■ TEXTO
No puedo incluirme en esa promesa pues nunca hice ninguna vigilia solitaria en las veredas de los hospitales públicos que desprecian el derecho del pobre, nunca marché por los ancianos y nunca corrí ningún riesgo por niños abandonados; aún no me encadené a un árbol para no permitir que él sea cortado por la gula de la especulación inmobiliaria; aún no hice huelga de hambre por ninguna causa.

No puedo reclamar ser incluido en este versículo del Sermón del Monte se para mí el tráfico internacional de prostitutas es apenas una noticia bizarra en el noticiero de las 8 hs. Aún no organicé ninguna marcha contra el avance de la pedofilia. ¿Cómo puedo considerarme bienaventurado si analizo el Movimiento de los Sin Tierra con lentes ideológicos y no percibo en cada uno de aquellos manifestantes harapientos un ser humano carente de dignidad?

Después que sepulté a mi padre medité sobre mi vocación, y ahora atino sobre por qué nunca me esposaron o persiguieron.

Fui institucionalizado. El sistema me tragó. Toda mi vida acepté pasivamente que las banderas ideológicas fueran arriadas por el poder del capital. Ingenuamente no escuché cuando un pastor chino me advirtió, hace mas de veinte años, que ninguna ideología, partido político o sistema religioso consigue resistir al poder del capital. Así, con los brazos cruzados, dejé a mi generación capitular delante del consumismo materialista. Desde la platea asistí a la transformación de muchas iglesias en mostradores de servicios religiosos y a muchos pastores convertirse en mercachifles de la Palabra de Dios.

Jesús prometió a los perseguidos por causa de la justicia una gran recompensa en los cielos. No puedo esperar tal galardón. Mi vocación profética es simbólica, con poca densidad. Siempre encontré más fácil criticar que involucrarme. Me olvido que el movimiento desencadenado por Rosa Parks contra las leyes racistas del sur de Estados Unidos sólo progresó porque Martin Luther King no tuvo miedo de marchar por las calles de Alabama. El apartheid de Sudáfrica sólo fue desmantelado porque el obispo anglicano Desmond Tutu decidió transformar sus sermones en acción política y el metodista Nelson Mandela pasó 30 años en la cárcel.

Confieso. Aún no me veo digno de la felicidad de recibir el mismo galardón de los profetas. Mientras ellos defendieron a los huérfanos y a las viudas, yo me contenté con predicar un mensaje desencarnado. Por años hablé del cielo para huir de las injusticias que me rodeaban. Erré, al prometer salvación como una forma de mitigar el sufrimiento impuesto a los pobres por gobiernos sin prioridades. Hablé, cuando no comprendí la advertencia de Santiago (1:27) "La religión pura y sin mácula delante de Dios el Padre es esta: Visitar a los huérfanos y a las viudas en sus tribulaciones, y guardarse sin mancha del mundo".

■ DATOS

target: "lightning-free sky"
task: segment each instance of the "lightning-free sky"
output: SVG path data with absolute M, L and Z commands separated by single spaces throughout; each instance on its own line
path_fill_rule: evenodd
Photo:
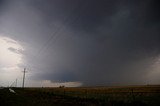
M 0 0 L 0 84 L 160 84 L 159 0 Z

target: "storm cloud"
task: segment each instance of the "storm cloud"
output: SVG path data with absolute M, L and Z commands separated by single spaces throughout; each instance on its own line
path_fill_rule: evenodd
M 156 84 L 159 4 L 158 0 L 8 1 L 0 31 L 24 45 L 31 79 Z

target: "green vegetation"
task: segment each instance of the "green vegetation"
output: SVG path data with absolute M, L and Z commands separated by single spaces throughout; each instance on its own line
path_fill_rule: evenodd
M 159 106 L 160 86 L 0 89 L 0 106 Z

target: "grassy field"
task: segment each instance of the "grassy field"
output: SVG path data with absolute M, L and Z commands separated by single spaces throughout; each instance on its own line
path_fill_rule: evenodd
M 0 89 L 0 106 L 160 106 L 160 86 Z

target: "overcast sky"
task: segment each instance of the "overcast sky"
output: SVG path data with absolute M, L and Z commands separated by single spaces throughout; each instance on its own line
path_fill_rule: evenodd
M 0 0 L 1 84 L 21 79 L 24 67 L 28 86 L 159 84 L 159 5 L 159 0 Z

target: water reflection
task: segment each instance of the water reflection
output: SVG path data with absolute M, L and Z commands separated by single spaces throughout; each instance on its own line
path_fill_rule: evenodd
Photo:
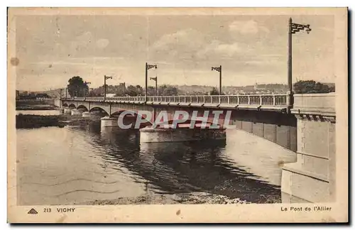
M 94 141 L 109 150 L 102 157 L 110 167 L 119 170 L 123 165 L 155 193 L 209 192 L 257 202 L 279 198 L 278 186 L 236 167 L 225 141 L 139 143 L 135 131 L 106 127 L 100 133 Z
M 238 131 L 226 142 L 153 143 L 140 143 L 137 131 L 102 128 L 99 121 L 16 133 L 19 202 L 26 205 L 190 192 L 280 202 L 278 162 L 295 158 Z

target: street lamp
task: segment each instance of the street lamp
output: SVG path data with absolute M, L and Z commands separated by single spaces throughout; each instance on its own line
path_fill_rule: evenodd
M 217 72 L 219 72 L 219 95 L 222 95 L 222 65 L 219 65 L 219 67 L 212 67 L 211 70 L 216 70 Z
M 151 80 L 155 82 L 155 96 L 158 96 L 158 76 L 154 77 L 151 77 Z
M 288 21 L 288 105 L 290 106 L 293 104 L 293 92 L 292 92 L 292 35 L 305 29 L 307 33 L 310 33 L 312 29 L 310 25 L 302 25 L 293 23 L 292 18 Z
M 151 68 L 155 68 L 155 70 L 158 68 L 158 66 L 156 65 L 148 65 L 147 62 L 146 62 L 146 96 L 145 96 L 145 101 L 147 101 L 147 96 L 148 96 L 148 70 L 150 70 Z
M 85 87 L 84 87 L 84 99 L 85 100 L 87 99 L 87 86 L 88 84 L 91 84 L 91 82 L 84 82 L 84 84 L 85 84 Z
M 104 75 L 104 102 L 106 101 L 106 80 L 107 79 L 112 79 L 112 77 L 108 77 Z

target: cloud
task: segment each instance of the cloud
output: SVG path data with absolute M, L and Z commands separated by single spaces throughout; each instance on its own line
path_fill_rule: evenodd
M 241 50 L 240 45 L 236 43 L 223 43 L 219 40 L 214 40 L 205 46 L 204 49 L 198 52 L 197 56 L 203 58 L 210 55 L 218 55 L 219 58 L 230 58 Z
M 98 48 L 103 49 L 109 45 L 109 43 L 110 42 L 108 39 L 101 38 L 96 41 L 96 45 L 97 45 Z
M 153 44 L 152 51 L 186 58 L 201 50 L 206 43 L 200 32 L 185 29 L 163 35 Z
M 259 32 L 268 33 L 269 30 L 253 20 L 234 21 L 229 26 L 229 31 L 241 34 L 256 34 Z

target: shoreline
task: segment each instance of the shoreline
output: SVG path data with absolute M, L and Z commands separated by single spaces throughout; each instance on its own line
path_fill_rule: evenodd
M 81 115 L 32 115 L 18 114 L 16 116 L 16 128 L 36 128 L 57 126 L 63 128 L 67 125 L 87 124 L 94 121 L 82 118 Z
M 136 197 L 119 197 L 75 203 L 75 205 L 127 205 L 127 204 L 246 204 L 250 202 L 239 198 L 208 192 L 193 192 L 173 195 L 146 194 Z

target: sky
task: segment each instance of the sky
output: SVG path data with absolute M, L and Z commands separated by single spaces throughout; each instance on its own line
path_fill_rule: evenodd
M 126 82 L 218 87 L 287 84 L 287 16 L 43 15 L 16 20 L 16 89 L 64 88 L 80 76 L 90 87 Z M 334 82 L 334 18 L 293 16 L 310 24 L 293 35 L 293 81 Z M 153 86 L 155 82 L 149 82 Z

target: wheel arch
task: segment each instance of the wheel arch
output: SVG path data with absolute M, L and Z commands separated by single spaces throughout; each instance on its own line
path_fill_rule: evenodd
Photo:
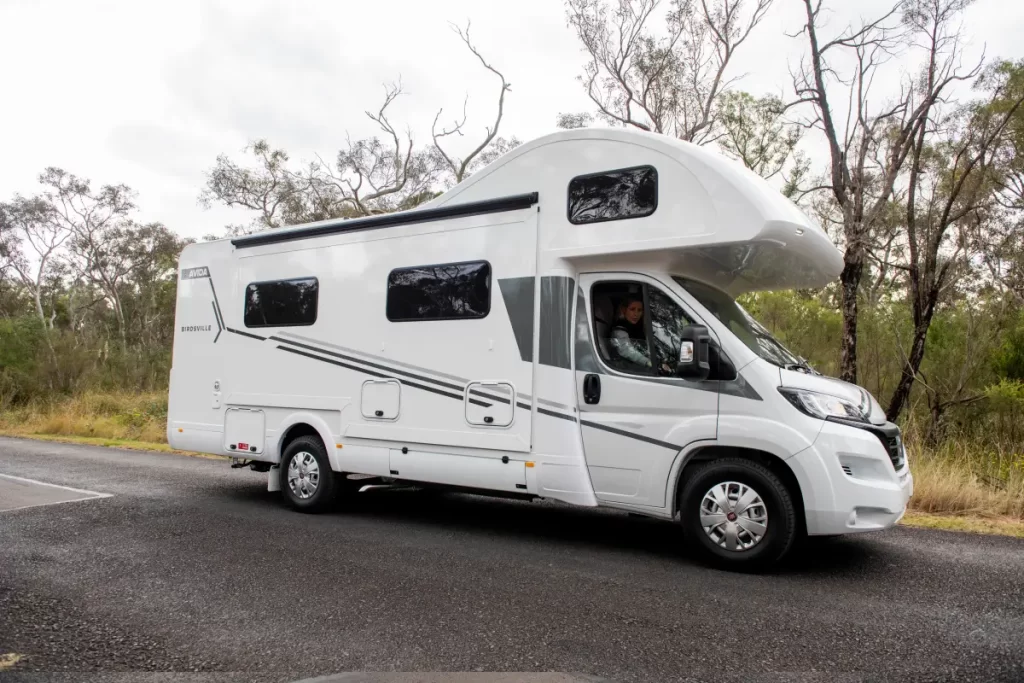
M 331 428 L 323 418 L 311 413 L 294 413 L 290 415 L 278 428 L 278 440 L 275 443 L 276 453 L 274 462 L 281 463 L 281 459 L 288 444 L 300 436 L 317 436 L 324 444 L 328 460 L 331 461 L 331 469 L 338 471 L 337 446 Z
M 750 446 L 728 445 L 718 442 L 698 442 L 681 455 L 677 460 L 674 472 L 670 477 L 671 488 L 669 490 L 670 507 L 673 517 L 679 515 L 679 497 L 687 480 L 687 473 L 693 472 L 703 463 L 718 460 L 720 458 L 742 458 L 752 462 L 760 463 L 770 469 L 785 485 L 794 501 L 799 504 L 797 508 L 797 518 L 800 529 L 806 529 L 806 499 L 803 488 L 797 478 L 797 474 L 781 457 L 760 449 Z

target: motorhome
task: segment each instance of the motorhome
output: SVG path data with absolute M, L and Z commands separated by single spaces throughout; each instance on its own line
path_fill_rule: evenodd
M 912 490 L 876 399 L 736 302 L 842 267 L 733 161 L 558 132 L 415 210 L 186 247 L 168 440 L 301 511 L 450 486 L 676 520 L 712 560 L 770 565 L 891 526 Z

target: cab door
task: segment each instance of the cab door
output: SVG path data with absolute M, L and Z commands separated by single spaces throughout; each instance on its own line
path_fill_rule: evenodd
M 594 492 L 604 502 L 664 507 L 679 452 L 717 435 L 719 383 L 675 374 L 680 331 L 701 321 L 673 287 L 646 275 L 584 274 L 580 284 L 588 325 L 578 335 L 589 339 L 577 340 L 577 397 Z

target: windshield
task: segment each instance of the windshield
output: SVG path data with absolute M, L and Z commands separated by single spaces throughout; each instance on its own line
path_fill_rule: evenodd
M 685 278 L 675 278 L 712 315 L 729 328 L 741 342 L 768 362 L 779 368 L 807 368 L 807 364 L 771 336 L 736 300 L 725 292 Z

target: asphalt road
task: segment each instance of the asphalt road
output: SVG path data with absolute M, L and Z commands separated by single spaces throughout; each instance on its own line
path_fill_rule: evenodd
M 616 512 L 374 490 L 308 516 L 221 460 L 2 438 L 0 473 L 113 495 L 0 512 L 0 681 L 1024 680 L 1021 540 L 896 528 L 745 575 Z

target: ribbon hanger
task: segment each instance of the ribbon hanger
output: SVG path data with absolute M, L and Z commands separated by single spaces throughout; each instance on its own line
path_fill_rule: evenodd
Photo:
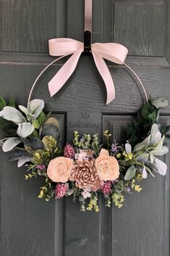
M 84 52 L 91 51 L 92 43 L 92 0 L 85 1 Z
M 141 80 L 135 72 L 124 63 L 128 53 L 127 49 L 123 45 L 116 43 L 92 44 L 92 1 L 93 0 L 85 0 L 84 42 L 68 38 L 53 38 L 48 41 L 49 54 L 51 56 L 60 56 L 60 57 L 51 62 L 37 77 L 31 87 L 27 103 L 29 103 L 33 91 L 38 80 L 45 70 L 57 60 L 72 54 L 48 83 L 48 89 L 51 96 L 56 94 L 75 71 L 82 52 L 91 52 L 93 57 L 95 66 L 106 86 L 107 93 L 106 104 L 111 103 L 115 99 L 115 89 L 111 75 L 103 59 L 118 65 L 124 64 L 129 68 L 135 75 L 142 86 L 146 101 L 148 100 L 145 88 Z

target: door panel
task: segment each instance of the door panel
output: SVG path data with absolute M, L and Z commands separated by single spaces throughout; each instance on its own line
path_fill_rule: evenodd
M 26 104 L 30 85 L 53 58 L 47 40 L 83 39 L 83 0 L 1 0 L 1 94 Z M 93 0 L 93 42 L 116 41 L 129 49 L 127 63 L 152 96 L 169 90 L 169 3 L 165 0 Z M 168 22 L 166 22 L 168 20 Z M 107 62 L 116 99 L 106 105 L 106 89 L 90 55 L 60 91 L 50 98 L 47 83 L 61 67 L 54 65 L 38 83 L 33 98 L 59 119 L 62 141 L 72 133 L 109 129 L 123 142 L 126 126 L 145 101 L 135 78 L 124 67 Z M 161 112 L 170 123 L 170 105 Z M 1 256 L 169 256 L 169 172 L 142 181 L 143 191 L 126 197 L 124 207 L 111 209 L 99 199 L 100 212 L 80 212 L 71 198 L 46 202 L 36 198 L 43 181 L 25 181 L 25 168 L 1 154 Z M 169 170 L 169 154 L 165 161 Z

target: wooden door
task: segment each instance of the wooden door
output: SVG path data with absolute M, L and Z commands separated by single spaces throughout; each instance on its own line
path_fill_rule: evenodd
M 83 0 L 1 0 L 1 94 L 26 104 L 30 85 L 49 63 L 48 39 L 82 41 Z M 170 4 L 166 0 L 93 0 L 93 41 L 121 43 L 129 49 L 127 62 L 152 96 L 170 99 Z M 137 81 L 125 67 L 108 63 L 116 99 L 106 106 L 106 89 L 90 55 L 82 54 L 63 88 L 50 98 L 47 83 L 64 60 L 49 68 L 34 98 L 46 103 L 69 140 L 74 130 L 121 133 L 145 100 Z M 170 124 L 170 106 L 162 112 Z M 90 123 L 90 125 L 85 124 Z M 82 125 L 80 125 L 82 124 Z M 1 256 L 169 256 L 169 172 L 150 177 L 143 191 L 126 197 L 121 209 L 104 207 L 80 212 L 72 199 L 46 202 L 37 198 L 39 179 L 26 181 L 1 154 Z M 169 154 L 165 157 L 169 168 Z

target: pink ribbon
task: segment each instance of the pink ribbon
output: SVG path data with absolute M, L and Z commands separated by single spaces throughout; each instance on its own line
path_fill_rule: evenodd
M 61 89 L 75 71 L 80 57 L 84 51 L 84 44 L 77 40 L 65 38 L 50 39 L 48 44 L 49 54 L 51 56 L 72 54 L 48 83 L 49 92 L 51 96 L 53 96 Z M 128 50 L 119 44 L 95 43 L 91 45 L 91 53 L 96 67 L 106 85 L 106 104 L 108 104 L 115 99 L 115 89 L 110 72 L 103 59 L 122 65 L 127 57 Z

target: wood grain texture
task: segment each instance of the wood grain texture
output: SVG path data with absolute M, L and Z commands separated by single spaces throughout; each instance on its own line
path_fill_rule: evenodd
M 80 203 L 66 199 L 65 255 L 86 256 L 110 255 L 110 209 L 99 199 L 100 212 L 80 212 Z M 74 228 L 73 228 L 74 227 Z
M 130 55 L 163 56 L 166 8 L 165 4 L 115 3 L 114 41 L 126 46 Z
M 36 198 L 42 180 L 25 181 L 4 153 L 1 165 L 1 255 L 54 255 L 53 202 Z
M 64 114 L 54 114 L 65 137 Z M 9 162 L 9 154 L 1 158 L 1 255 L 62 256 L 64 205 L 38 199 L 44 178 L 25 181 L 26 168 Z
M 167 15 L 167 40 L 166 40 L 166 56 L 169 63 L 170 63 L 170 3 L 167 3 L 166 9 L 166 15 Z
M 132 122 L 132 117 L 111 115 L 103 118 L 103 128 L 109 128 L 116 141 L 121 139 L 120 142 L 124 142 L 122 135 L 125 139 L 125 128 Z M 169 117 L 163 117 L 162 122 L 169 123 Z M 168 168 L 169 156 L 164 159 Z M 150 176 L 141 182 L 143 191 L 127 195 L 122 209 L 113 206 L 111 255 L 169 255 L 169 173 L 165 178 Z
M 26 104 L 30 85 L 53 59 L 46 53 L 48 37 L 83 39 L 84 1 L 1 3 L 0 94 Z M 136 57 L 129 57 L 127 62 L 139 75 L 147 91 L 152 96 L 166 95 L 170 101 L 170 65 L 165 58 L 169 62 L 169 23 L 168 32 L 164 26 L 169 17 L 167 4 L 166 0 L 93 0 L 93 42 L 117 38 L 127 44 L 131 54 Z M 145 101 L 137 81 L 124 67 L 107 62 L 116 99 L 106 106 L 103 81 L 92 57 L 82 54 L 68 82 L 50 98 L 48 82 L 64 62 L 44 73 L 33 95 L 44 99 L 47 112 L 53 111 L 60 117 L 62 141 L 70 141 L 75 129 L 81 134 L 99 133 L 101 137 L 102 131 L 109 128 L 113 136 L 123 142 L 127 123 Z M 161 115 L 163 122 L 169 124 L 170 106 Z M 43 181 L 25 181 L 24 170 L 17 168 L 15 162 L 9 162 L 7 155 L 1 154 L 1 256 L 169 255 L 169 173 L 143 182 L 143 191 L 126 197 L 122 209 L 107 209 L 100 198 L 100 212 L 80 212 L 79 202 L 74 204 L 72 198 L 48 203 L 38 199 Z M 169 154 L 165 161 L 169 169 Z
M 63 4 L 56 0 L 2 0 L 1 51 L 47 52 L 49 38 L 64 36 L 61 31 L 64 28 Z
M 16 98 L 20 102 L 17 91 L 20 91 L 22 101 L 26 104 L 30 84 L 43 69 L 41 65 L 1 65 L 1 91 L 7 96 Z M 60 67 L 60 66 L 59 66 Z M 110 68 L 116 88 L 116 99 L 106 106 L 106 90 L 104 83 L 95 67 L 93 59 L 83 56 L 79 65 L 68 82 L 60 91 L 51 99 L 47 84 L 59 70 L 54 66 L 46 72 L 35 89 L 33 97 L 41 97 L 46 102 L 47 111 L 68 111 L 72 112 L 85 111 L 98 112 L 131 113 L 135 112 L 145 100 L 143 91 L 134 81 L 132 75 L 122 67 Z M 153 96 L 166 95 L 170 99 L 170 72 L 168 68 L 149 68 L 148 67 L 134 69 L 141 78 L 147 91 Z M 17 86 L 17 91 L 16 91 Z M 9 91 L 10 88 L 10 91 Z M 95 102 L 94 102 L 95 97 Z M 67 102 L 67 104 L 65 104 Z M 163 110 L 164 114 L 169 113 L 170 107 Z M 79 111 L 80 110 L 80 111 Z

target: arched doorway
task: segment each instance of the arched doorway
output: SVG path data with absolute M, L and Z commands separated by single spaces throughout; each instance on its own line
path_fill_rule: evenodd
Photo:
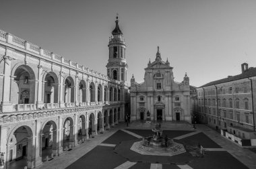
M 114 89 L 114 101 L 117 101 L 117 88 L 115 88 Z
M 90 84 L 90 101 L 95 102 L 95 85 L 92 82 Z
M 42 161 L 51 154 L 57 156 L 57 125 L 53 121 L 47 121 L 41 129 L 40 147 Z
M 97 132 L 100 133 L 102 131 L 102 115 L 100 111 L 98 113 L 97 119 Z
M 119 107 L 117 109 L 117 120 L 119 121 L 120 119 L 121 119 L 121 110 L 120 110 L 120 107 Z
M 43 87 L 44 88 L 44 103 L 58 103 L 58 77 L 56 74 L 51 72 L 48 72 L 44 78 Z
M 113 74 L 112 78 L 115 80 L 117 80 L 117 70 L 114 70 L 112 72 L 112 74 Z
M 109 121 L 107 110 L 105 110 L 105 111 L 104 112 L 104 123 L 105 124 L 106 128 L 108 127 Z
M 113 101 L 113 89 L 112 87 L 109 88 L 109 101 Z
M 82 103 L 86 102 L 86 84 L 84 80 L 82 80 L 79 83 L 78 102 L 80 105 Z
M 107 101 L 106 99 L 106 87 L 104 87 L 104 101 Z
M 65 119 L 63 123 L 63 146 L 67 149 L 69 145 L 72 145 L 74 142 L 73 135 L 73 122 L 71 117 L 69 117 Z
M 112 109 L 109 111 L 109 124 L 110 125 L 113 125 L 113 112 Z
M 33 148 L 33 136 L 31 128 L 26 125 L 20 126 L 11 133 L 5 155 L 6 163 L 9 168 L 17 165 L 22 168 L 24 166 L 34 167 L 33 152 L 35 149 Z
M 79 116 L 77 121 L 77 141 L 86 137 L 86 117 L 84 115 Z
M 71 76 L 68 76 L 65 80 L 65 90 L 64 90 L 64 102 L 74 103 L 75 101 L 75 90 L 74 81 Z
M 118 89 L 118 101 L 121 101 L 121 90 Z
M 91 113 L 89 116 L 89 135 L 92 135 L 92 133 L 95 133 L 95 117 L 94 113 Z
M 32 68 L 28 65 L 21 65 L 12 75 L 15 78 L 11 82 L 11 103 L 34 104 L 36 78 Z
M 98 87 L 97 101 L 102 101 L 102 87 L 101 86 L 100 84 Z
M 114 109 L 114 124 L 118 123 L 117 117 L 117 109 Z

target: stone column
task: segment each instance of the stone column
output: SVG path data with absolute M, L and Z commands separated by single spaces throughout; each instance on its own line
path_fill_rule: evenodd
M 9 164 L 9 149 L 8 148 L 9 144 L 7 143 L 8 127 L 1 125 L 0 127 L 1 127 L 0 152 L 5 153 L 5 155 L 3 156 L 3 159 L 5 159 L 5 164 Z
M 86 139 L 89 139 L 89 135 L 88 135 L 89 117 L 88 117 L 88 114 L 87 113 L 86 115 Z
M 44 79 L 42 79 L 42 67 L 41 65 L 40 65 L 40 61 L 39 61 L 39 65 L 38 66 L 38 79 L 37 79 L 37 91 L 35 92 L 37 92 L 37 99 L 36 99 L 36 107 L 37 108 L 42 108 L 43 106 L 44 101 L 43 99 L 43 95 L 44 94 L 44 91 L 43 91 L 44 88 L 42 86 L 42 82 Z M 36 81 L 35 81 L 36 82 Z M 35 87 L 35 89 L 36 87 Z
M 74 115 L 74 124 L 73 124 L 73 142 L 75 143 L 75 146 L 77 145 L 78 142 L 77 142 L 77 135 L 78 135 L 78 133 L 77 133 L 77 125 L 78 125 L 78 117 L 76 114 Z
M 63 152 L 63 127 L 62 126 L 63 119 L 59 116 L 59 126 L 58 135 L 57 135 L 57 146 L 58 146 L 58 156 Z
M 95 98 L 95 103 L 98 104 L 98 82 L 95 82 L 95 92 L 94 92 L 94 98 Z
M 90 82 L 89 80 L 86 80 L 86 102 L 90 104 Z
M 65 83 L 64 83 L 64 73 L 63 72 L 59 72 L 59 107 L 64 107 L 65 103 L 64 103 L 64 93 L 65 93 Z M 62 127 L 61 127 L 62 128 Z
M 77 74 L 75 75 L 75 87 L 74 87 L 74 91 L 75 91 L 75 105 L 79 105 L 79 100 L 78 100 L 78 90 L 79 90 L 79 79 Z
M 2 103 L 1 104 L 2 105 L 3 112 L 9 112 L 13 111 L 12 105 L 10 103 L 11 58 L 6 56 L 3 56 L 2 58 L 2 62 L 3 62 L 3 79 Z
M 113 109 L 112 109 L 112 127 L 115 127 L 115 112 L 113 111 Z
M 52 139 L 53 139 L 53 154 L 55 156 L 57 156 L 58 155 L 58 130 L 53 130 L 53 135 L 52 135 Z
M 39 137 L 28 137 L 28 159 L 27 164 L 28 168 L 37 168 L 42 164 L 42 158 L 39 156 L 40 147 L 38 144 Z

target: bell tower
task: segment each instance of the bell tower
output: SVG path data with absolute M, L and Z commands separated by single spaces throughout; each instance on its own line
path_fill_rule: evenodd
M 109 37 L 108 62 L 106 67 L 107 75 L 127 84 L 127 72 L 128 65 L 126 63 L 125 42 L 119 25 L 118 16 L 115 21 L 116 25 Z

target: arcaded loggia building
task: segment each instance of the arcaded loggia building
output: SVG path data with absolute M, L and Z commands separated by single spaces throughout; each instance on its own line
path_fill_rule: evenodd
M 131 79 L 131 119 L 145 120 L 148 112 L 152 121 L 191 121 L 189 78 L 187 73 L 184 80 L 174 80 L 173 68 L 166 60 L 162 60 L 158 47 L 154 62 L 145 68 L 144 82 L 135 82 Z
M 43 154 L 59 156 L 124 120 L 127 65 L 117 18 L 112 34 L 105 76 L 0 30 L 0 152 L 7 168 L 18 159 L 38 166 Z

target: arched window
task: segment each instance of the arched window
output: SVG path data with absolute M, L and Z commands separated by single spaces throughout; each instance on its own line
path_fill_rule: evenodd
M 90 102 L 94 101 L 93 101 L 93 95 L 94 95 L 93 90 L 94 90 L 94 89 L 93 89 L 92 86 L 90 85 Z
M 230 107 L 230 108 L 233 107 L 233 102 L 232 101 L 232 99 L 230 99 L 228 100 L 228 101 L 229 101 L 229 107 Z
M 115 80 L 117 80 L 117 70 L 114 70 L 113 71 L 112 78 Z
M 226 107 L 226 99 L 223 99 L 222 100 L 222 107 Z
M 104 101 L 106 101 L 106 87 L 104 88 Z
M 161 97 L 160 96 L 158 96 L 158 101 L 161 101 Z
M 236 99 L 236 109 L 239 109 L 239 99 Z
M 98 99 L 98 101 L 100 101 L 100 87 L 98 87 L 97 99 Z
M 244 99 L 245 101 L 245 109 L 248 110 L 249 109 L 249 106 L 248 106 L 248 99 L 245 98 Z

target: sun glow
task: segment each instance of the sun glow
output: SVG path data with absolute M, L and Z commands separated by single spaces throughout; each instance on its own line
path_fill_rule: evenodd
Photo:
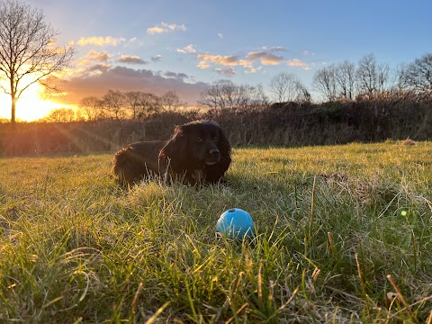
M 16 102 L 17 121 L 33 122 L 47 116 L 52 110 L 64 108 L 66 104 L 43 99 L 43 89 L 34 84 L 26 89 Z M 0 119 L 11 119 L 11 96 L 0 94 Z

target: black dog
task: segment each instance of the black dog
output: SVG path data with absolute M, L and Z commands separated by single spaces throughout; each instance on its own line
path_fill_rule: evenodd
M 169 176 L 190 184 L 220 181 L 231 163 L 231 148 L 214 122 L 177 126 L 168 141 L 129 144 L 114 155 L 112 171 L 124 184 L 149 175 Z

■ INSTRUCCIONES
Reproduce sin cambios el fragmento del texto que empieza con "Jesús prometió a" y sigue hasta "en la cárcel.".

■ SOLUCIÓN
Jesús prometió a los perseguidos por causa de la justicia una gran recompensa en los cielos. No puedo esperar tal galardón. Mi vocación profética es simbólica, con poca densidad. Siempre encontré más fácil criticar que involucrarme. Me olvido que el movimiento desencadenado por Rosa Parks contra las leyes racistas del sur de Estados Unidos sólo progresó porque Martin Luther King no tuvo miedo de marchar por las calles de Alabama. El apartheid de Sudáfrica sólo fue desmantelado porque el obispo anglicano Desmond Tutu decidió transformar sus sermones en acción política y el metodista Nelson Mandela pasó 30 años en la cárcel.